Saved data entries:
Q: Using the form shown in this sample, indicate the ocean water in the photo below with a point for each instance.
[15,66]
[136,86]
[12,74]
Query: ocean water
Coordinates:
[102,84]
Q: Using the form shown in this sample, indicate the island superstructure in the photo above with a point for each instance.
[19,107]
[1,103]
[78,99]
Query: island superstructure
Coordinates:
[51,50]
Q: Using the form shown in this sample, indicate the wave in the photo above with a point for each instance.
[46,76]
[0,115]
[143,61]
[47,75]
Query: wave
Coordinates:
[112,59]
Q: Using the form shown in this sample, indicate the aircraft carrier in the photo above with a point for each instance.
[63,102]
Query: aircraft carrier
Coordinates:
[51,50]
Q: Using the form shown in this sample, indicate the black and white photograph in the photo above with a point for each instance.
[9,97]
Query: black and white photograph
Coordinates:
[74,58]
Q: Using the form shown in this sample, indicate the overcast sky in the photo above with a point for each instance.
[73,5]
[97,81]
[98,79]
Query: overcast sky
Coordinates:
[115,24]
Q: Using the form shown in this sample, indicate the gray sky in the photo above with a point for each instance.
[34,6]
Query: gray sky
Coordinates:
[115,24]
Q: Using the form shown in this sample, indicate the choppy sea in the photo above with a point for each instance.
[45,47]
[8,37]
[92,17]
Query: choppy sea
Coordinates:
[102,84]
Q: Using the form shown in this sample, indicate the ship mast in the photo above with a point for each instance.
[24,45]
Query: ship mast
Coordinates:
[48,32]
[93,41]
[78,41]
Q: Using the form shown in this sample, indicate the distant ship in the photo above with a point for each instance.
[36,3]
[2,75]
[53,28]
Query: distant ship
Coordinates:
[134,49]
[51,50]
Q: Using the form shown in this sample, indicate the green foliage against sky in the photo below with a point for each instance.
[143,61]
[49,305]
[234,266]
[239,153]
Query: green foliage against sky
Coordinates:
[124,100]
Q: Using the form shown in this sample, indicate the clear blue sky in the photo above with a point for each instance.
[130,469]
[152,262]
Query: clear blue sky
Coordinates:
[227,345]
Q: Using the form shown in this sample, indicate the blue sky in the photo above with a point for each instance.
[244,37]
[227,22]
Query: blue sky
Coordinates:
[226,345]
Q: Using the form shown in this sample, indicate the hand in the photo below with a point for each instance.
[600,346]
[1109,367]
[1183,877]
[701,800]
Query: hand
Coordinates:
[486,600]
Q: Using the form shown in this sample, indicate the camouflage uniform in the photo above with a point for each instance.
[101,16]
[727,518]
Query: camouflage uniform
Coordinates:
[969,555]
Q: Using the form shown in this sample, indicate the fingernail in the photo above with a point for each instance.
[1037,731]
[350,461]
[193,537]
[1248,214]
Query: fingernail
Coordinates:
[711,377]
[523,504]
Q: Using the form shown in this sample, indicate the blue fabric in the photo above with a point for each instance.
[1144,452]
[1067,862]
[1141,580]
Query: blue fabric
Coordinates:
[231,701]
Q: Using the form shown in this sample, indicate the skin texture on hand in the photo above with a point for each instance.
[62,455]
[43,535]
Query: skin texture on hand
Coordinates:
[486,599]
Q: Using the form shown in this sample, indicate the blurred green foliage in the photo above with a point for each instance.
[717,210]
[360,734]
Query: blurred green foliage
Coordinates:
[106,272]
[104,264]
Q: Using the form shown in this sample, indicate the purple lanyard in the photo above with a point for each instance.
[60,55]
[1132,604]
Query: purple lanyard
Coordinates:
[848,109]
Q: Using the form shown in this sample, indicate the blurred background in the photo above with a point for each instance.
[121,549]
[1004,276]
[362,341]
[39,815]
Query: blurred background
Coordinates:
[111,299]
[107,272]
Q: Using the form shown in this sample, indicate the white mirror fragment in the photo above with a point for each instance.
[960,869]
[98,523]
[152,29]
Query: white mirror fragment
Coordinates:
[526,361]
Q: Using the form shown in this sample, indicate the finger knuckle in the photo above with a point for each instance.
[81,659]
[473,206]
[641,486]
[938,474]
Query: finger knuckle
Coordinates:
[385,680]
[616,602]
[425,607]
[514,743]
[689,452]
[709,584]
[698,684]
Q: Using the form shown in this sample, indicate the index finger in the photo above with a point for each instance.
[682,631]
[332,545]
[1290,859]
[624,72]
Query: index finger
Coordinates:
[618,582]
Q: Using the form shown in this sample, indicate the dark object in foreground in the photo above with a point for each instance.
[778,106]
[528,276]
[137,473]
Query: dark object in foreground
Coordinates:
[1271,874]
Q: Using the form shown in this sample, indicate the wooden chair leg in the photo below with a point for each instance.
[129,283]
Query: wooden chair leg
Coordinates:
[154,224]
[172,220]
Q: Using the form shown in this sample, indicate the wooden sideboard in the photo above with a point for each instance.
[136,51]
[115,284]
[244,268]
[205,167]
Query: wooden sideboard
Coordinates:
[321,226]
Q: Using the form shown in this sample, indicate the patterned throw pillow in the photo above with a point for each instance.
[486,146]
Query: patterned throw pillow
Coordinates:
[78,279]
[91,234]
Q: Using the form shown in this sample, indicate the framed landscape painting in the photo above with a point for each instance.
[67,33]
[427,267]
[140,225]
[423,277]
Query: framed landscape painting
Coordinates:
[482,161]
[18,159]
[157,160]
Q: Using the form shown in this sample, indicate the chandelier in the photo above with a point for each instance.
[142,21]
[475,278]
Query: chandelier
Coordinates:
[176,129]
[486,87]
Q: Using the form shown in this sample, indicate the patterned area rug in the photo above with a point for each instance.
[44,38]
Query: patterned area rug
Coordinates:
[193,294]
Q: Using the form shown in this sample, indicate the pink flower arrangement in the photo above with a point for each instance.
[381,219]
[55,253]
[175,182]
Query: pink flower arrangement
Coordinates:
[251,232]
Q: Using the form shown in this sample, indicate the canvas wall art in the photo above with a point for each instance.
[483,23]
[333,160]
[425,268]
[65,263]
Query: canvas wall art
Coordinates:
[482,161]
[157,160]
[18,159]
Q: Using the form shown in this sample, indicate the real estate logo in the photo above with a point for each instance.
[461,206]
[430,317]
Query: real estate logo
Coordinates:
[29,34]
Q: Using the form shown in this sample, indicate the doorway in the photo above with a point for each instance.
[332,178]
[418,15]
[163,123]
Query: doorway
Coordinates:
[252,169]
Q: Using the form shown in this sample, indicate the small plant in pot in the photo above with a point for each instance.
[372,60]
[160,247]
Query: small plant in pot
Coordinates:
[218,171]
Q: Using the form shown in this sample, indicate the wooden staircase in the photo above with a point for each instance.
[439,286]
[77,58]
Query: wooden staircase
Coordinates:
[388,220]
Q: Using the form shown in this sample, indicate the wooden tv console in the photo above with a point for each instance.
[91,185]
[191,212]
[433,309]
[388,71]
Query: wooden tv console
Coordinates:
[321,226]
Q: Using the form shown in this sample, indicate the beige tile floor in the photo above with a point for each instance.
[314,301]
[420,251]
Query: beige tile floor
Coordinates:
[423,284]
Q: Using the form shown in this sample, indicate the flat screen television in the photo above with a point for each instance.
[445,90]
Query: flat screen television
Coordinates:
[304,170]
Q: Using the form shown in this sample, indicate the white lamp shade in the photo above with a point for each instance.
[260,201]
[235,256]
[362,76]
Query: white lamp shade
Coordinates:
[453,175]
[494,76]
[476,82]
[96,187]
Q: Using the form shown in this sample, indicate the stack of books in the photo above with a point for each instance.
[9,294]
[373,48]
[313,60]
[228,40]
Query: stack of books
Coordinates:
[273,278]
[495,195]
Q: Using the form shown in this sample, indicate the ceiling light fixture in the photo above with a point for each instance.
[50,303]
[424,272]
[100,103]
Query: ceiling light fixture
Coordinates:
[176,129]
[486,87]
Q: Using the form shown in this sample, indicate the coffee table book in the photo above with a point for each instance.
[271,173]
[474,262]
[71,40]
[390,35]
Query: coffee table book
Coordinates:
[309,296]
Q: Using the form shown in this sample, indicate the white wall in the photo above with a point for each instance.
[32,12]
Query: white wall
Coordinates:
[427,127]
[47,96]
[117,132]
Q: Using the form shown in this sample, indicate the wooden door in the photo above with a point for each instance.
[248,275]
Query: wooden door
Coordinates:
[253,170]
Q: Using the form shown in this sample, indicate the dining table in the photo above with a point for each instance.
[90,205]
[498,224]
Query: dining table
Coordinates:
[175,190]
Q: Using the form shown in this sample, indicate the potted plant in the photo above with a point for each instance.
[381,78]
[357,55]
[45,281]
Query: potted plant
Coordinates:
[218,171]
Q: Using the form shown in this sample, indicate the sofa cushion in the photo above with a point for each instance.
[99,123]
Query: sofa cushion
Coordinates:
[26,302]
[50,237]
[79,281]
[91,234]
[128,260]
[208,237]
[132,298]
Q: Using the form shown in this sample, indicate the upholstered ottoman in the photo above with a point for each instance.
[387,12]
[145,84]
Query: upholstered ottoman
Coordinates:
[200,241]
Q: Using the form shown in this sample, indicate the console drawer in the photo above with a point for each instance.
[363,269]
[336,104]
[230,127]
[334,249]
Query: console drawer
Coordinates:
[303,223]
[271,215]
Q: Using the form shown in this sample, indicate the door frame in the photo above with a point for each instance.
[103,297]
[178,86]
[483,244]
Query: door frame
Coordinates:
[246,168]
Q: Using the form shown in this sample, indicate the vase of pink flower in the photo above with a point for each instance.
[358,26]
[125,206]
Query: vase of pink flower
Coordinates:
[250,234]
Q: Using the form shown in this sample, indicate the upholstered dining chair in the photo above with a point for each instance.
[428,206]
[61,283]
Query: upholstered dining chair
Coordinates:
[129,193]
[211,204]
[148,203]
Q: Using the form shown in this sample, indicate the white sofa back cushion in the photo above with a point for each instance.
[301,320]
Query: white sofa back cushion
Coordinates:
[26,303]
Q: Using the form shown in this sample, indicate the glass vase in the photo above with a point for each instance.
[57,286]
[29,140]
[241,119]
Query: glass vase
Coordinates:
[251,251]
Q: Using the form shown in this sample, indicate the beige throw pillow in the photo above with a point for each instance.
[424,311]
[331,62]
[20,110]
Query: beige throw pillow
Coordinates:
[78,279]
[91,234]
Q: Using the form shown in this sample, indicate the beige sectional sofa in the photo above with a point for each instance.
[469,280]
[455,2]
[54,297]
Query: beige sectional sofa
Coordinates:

- _Direction_: In the listing above, find the line with "the upholstered dining" and set down that line and all after it exactly, through the final line.

- _Solution to the problem_:
Q: Using the form shown in this sample, indicate the upholstered dining chair in the photo above with a point for each instance.
[428,206]
[61,283]
Query: upholstered dining chair
Coordinates:
[129,193]
[211,204]
[148,203]
Q: Using the form shown in this sample, indicate the white sofa back cushion in the photo above with a point for each instance.
[301,320]
Query: white sofa back cushion
Coordinates:
[26,303]
Q: Using the form shown in this sample, indicate the glass vase in the photo above with a point for each instance.
[57,286]
[29,140]
[241,119]
Query: glass vase
Coordinates:
[251,251]
Q: Using the form shown in this sample, indicate the beige throw pillow in the photo above with a point for each instance.
[424,311]
[331,62]
[20,110]
Query: beige throw pillow
Coordinates:
[78,279]
[91,234]
Q: Using the form shown in this sample, indicate the beige sectional sofa in the photo above with a point for each instance.
[469,280]
[455,2]
[54,297]
Query: beige sectional sofa
Coordinates:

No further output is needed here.